# Problem description:
Each line of the material that mentions the word "fingernail" is to be copied.

# Input records:
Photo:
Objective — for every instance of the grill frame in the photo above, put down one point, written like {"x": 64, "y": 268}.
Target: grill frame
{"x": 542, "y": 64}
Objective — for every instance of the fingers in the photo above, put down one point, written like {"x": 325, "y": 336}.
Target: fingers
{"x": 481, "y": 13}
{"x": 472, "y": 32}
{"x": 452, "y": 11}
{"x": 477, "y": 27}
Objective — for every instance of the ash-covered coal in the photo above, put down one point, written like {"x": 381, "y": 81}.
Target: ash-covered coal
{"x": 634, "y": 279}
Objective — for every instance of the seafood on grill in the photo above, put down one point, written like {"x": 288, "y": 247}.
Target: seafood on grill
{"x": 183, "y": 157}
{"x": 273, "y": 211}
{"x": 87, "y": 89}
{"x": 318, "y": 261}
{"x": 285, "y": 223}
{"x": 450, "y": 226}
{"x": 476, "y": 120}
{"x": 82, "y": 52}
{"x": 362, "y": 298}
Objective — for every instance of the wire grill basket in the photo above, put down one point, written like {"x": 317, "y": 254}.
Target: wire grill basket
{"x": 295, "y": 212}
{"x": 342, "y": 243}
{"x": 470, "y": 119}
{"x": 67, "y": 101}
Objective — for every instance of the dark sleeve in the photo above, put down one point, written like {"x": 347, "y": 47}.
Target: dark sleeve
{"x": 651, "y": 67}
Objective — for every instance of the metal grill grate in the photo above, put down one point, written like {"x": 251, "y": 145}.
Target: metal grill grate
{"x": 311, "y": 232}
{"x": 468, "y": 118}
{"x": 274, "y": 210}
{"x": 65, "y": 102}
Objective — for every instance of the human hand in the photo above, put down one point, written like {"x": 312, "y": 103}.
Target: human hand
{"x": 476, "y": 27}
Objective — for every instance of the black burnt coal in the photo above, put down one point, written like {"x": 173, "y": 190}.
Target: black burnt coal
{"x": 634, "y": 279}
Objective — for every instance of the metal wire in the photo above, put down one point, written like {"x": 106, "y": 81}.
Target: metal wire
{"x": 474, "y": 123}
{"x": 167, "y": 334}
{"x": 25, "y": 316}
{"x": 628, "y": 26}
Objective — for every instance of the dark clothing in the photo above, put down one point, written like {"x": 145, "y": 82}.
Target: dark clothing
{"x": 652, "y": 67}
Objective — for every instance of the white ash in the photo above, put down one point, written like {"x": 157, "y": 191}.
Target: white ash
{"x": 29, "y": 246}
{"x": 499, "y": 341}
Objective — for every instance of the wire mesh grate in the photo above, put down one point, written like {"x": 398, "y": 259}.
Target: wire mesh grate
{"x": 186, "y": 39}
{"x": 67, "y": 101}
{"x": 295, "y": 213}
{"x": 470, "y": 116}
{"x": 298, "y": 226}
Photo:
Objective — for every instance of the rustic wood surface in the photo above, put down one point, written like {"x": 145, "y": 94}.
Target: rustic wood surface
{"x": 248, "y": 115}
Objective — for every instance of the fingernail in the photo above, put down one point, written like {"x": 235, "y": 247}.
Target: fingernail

# Answer to the exercise:
Objective — for every instance of the fingernail in the photo above, put down one point, written like {"x": 235, "y": 247}.
Target: fingernail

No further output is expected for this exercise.